Rewrite the data below, from the line containing "contains yellow stripe" up to and including the line containing "412, 265, 452, 292", as a Markdown table with the columns Row and Line, giving each line a row number and leaving out any blank lines.
----- Raw data -----
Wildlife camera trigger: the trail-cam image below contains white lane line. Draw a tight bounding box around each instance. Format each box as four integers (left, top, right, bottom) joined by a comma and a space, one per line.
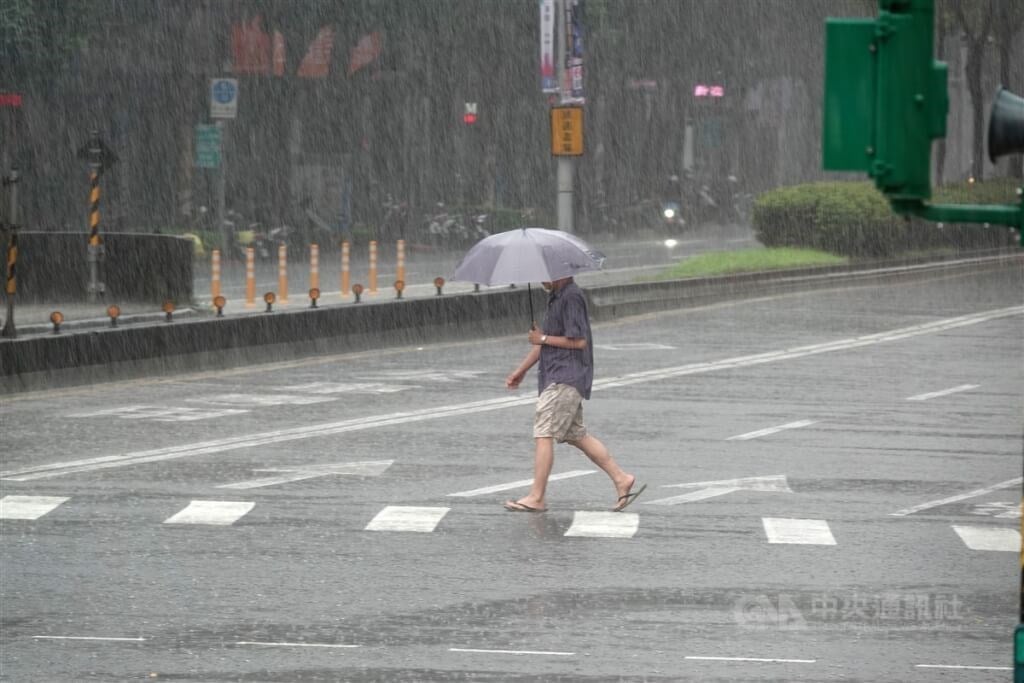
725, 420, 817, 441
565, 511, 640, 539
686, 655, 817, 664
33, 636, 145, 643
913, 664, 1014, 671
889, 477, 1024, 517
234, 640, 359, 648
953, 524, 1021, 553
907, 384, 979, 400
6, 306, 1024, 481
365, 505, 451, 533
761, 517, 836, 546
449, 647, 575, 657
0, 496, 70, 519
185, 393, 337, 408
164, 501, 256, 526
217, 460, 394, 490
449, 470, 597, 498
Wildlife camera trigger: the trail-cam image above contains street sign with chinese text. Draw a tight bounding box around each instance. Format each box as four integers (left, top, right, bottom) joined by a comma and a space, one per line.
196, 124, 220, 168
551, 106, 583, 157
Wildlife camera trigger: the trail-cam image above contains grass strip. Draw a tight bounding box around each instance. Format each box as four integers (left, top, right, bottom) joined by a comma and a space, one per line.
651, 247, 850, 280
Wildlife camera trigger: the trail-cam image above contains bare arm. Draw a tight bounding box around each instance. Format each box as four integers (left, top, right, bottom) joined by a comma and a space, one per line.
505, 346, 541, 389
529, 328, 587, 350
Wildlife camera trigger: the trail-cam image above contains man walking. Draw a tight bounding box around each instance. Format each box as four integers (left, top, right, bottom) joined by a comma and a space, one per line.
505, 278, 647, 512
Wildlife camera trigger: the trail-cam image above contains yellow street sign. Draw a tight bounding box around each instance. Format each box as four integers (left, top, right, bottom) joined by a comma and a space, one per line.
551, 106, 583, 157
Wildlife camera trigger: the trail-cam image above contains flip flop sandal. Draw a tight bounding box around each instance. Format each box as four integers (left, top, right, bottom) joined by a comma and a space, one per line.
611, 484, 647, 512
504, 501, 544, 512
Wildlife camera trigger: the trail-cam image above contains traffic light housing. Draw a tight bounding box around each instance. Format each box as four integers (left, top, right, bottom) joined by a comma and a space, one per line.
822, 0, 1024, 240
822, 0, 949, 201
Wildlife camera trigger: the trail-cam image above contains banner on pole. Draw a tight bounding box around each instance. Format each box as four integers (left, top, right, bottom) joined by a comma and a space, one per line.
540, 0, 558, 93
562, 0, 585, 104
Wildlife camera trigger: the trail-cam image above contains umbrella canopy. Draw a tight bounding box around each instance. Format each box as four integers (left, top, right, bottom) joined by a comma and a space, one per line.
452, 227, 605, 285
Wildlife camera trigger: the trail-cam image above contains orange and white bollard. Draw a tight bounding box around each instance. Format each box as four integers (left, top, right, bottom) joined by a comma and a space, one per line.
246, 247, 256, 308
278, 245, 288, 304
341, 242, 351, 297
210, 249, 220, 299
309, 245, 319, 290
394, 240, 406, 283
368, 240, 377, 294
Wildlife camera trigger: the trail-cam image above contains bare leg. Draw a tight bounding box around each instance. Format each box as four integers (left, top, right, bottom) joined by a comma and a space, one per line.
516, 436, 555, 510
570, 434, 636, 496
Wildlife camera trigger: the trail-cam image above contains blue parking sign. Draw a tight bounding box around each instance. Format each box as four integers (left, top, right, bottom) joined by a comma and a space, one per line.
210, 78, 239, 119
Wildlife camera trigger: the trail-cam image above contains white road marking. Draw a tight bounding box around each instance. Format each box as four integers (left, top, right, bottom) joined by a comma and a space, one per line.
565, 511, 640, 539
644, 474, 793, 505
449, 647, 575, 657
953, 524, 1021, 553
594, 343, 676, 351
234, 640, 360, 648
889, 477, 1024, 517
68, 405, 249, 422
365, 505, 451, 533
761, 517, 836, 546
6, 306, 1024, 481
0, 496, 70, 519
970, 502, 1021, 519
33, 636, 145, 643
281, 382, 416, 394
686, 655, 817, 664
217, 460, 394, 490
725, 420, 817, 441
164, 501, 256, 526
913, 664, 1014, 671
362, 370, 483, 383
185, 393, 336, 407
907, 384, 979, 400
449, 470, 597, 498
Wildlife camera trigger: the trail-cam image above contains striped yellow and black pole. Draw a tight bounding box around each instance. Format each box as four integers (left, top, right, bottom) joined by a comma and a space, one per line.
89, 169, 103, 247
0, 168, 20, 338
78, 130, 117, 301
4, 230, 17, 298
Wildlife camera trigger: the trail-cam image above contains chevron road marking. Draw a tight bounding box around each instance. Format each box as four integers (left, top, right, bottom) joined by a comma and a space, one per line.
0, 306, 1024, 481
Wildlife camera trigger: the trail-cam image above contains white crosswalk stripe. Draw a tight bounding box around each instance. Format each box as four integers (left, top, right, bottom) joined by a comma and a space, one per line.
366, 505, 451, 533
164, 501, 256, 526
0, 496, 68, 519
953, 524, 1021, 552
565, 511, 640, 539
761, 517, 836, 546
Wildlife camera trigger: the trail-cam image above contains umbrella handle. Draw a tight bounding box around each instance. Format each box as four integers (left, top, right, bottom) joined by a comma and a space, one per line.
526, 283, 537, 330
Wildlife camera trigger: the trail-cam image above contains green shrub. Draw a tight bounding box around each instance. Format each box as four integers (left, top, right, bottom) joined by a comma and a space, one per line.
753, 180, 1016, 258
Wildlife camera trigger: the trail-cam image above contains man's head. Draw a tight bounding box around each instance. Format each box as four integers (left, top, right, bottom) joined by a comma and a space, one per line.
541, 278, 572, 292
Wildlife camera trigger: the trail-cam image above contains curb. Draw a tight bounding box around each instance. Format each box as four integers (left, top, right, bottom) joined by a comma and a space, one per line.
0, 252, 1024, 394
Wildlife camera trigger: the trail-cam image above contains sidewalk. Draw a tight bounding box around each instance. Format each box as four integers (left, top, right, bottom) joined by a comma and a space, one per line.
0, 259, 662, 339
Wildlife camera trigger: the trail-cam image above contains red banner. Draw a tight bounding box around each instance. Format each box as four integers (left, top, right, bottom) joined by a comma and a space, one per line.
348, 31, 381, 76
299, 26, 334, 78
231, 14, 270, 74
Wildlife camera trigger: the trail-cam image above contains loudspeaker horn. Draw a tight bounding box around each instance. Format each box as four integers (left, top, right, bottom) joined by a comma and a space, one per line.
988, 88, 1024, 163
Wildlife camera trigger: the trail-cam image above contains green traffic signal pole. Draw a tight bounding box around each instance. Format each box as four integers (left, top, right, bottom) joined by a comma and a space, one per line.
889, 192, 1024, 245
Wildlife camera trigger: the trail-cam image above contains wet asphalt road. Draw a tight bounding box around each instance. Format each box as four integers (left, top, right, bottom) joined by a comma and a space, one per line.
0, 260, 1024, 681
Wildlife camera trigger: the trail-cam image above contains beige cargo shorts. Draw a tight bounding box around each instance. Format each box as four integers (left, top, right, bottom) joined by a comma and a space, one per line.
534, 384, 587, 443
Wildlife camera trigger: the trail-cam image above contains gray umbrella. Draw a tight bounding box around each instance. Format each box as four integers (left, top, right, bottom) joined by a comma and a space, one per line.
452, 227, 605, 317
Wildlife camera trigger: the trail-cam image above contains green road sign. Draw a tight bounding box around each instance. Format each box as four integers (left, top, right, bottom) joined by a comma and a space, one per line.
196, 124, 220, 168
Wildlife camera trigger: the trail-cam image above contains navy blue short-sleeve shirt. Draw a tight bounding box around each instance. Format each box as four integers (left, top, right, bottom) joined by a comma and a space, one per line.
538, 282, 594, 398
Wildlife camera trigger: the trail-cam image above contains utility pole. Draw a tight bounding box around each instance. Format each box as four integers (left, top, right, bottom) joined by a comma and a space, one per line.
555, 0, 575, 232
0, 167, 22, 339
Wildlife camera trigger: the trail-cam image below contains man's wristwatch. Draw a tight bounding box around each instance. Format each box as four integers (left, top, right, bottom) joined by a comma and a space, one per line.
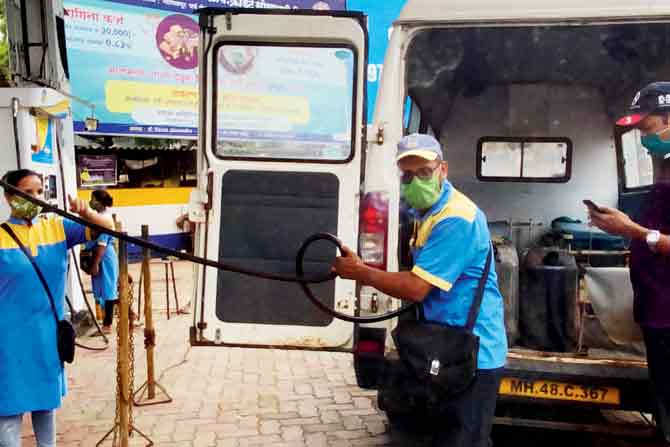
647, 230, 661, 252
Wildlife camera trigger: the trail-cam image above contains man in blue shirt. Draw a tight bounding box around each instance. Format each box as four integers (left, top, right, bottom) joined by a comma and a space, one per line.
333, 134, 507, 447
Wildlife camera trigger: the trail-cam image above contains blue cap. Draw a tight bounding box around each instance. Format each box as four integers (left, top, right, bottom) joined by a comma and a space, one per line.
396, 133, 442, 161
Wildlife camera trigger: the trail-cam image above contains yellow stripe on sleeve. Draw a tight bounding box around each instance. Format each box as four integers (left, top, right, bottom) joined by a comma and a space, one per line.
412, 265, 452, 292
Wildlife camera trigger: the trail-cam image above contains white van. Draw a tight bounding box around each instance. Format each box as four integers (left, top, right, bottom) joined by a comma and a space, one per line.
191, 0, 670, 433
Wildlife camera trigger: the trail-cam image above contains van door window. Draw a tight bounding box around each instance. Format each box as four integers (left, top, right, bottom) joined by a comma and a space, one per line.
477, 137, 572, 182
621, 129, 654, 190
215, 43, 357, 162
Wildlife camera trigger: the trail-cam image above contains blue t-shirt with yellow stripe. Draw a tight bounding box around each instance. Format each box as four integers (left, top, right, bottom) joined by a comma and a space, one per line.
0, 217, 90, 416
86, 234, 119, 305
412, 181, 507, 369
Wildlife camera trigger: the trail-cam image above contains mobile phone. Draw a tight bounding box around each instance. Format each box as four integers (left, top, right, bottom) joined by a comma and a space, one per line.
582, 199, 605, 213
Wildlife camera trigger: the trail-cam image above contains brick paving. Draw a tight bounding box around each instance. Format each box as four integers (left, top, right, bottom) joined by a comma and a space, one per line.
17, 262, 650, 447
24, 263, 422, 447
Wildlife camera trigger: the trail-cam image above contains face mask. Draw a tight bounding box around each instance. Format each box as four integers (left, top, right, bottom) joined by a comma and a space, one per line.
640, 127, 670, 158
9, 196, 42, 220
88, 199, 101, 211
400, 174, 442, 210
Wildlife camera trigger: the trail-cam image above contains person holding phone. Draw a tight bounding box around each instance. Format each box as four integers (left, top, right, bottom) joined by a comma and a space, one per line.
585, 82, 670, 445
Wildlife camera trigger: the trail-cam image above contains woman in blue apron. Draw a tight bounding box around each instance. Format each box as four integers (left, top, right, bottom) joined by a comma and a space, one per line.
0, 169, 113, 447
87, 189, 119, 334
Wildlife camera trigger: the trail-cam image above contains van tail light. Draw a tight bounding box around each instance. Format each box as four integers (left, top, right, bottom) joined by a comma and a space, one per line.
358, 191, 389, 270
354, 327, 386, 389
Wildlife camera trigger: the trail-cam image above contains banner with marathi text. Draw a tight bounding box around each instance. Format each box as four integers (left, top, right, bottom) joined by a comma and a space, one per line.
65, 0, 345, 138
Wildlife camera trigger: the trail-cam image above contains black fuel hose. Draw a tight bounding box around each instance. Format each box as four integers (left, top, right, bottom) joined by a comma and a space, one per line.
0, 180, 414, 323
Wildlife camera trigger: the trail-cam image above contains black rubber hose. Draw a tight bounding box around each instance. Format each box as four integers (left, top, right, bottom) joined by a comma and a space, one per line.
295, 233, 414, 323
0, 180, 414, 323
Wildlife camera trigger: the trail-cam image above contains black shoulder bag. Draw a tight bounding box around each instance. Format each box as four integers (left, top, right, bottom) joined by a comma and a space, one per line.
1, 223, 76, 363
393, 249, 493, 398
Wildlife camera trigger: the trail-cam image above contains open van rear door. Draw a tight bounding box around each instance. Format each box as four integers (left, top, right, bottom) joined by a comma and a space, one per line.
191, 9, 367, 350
-----
Solved exercise.
| Row | Line |
|---|---|
| 1 | Wildlife camera trigger: the trail-cam image above contains yellow stripe on sleeve. Draw a tight bounding box around each instance. Format each box as four integers (left, top, right, bottom) joined by a comma and a space, one per line. |
| 2 | 412, 265, 452, 292 |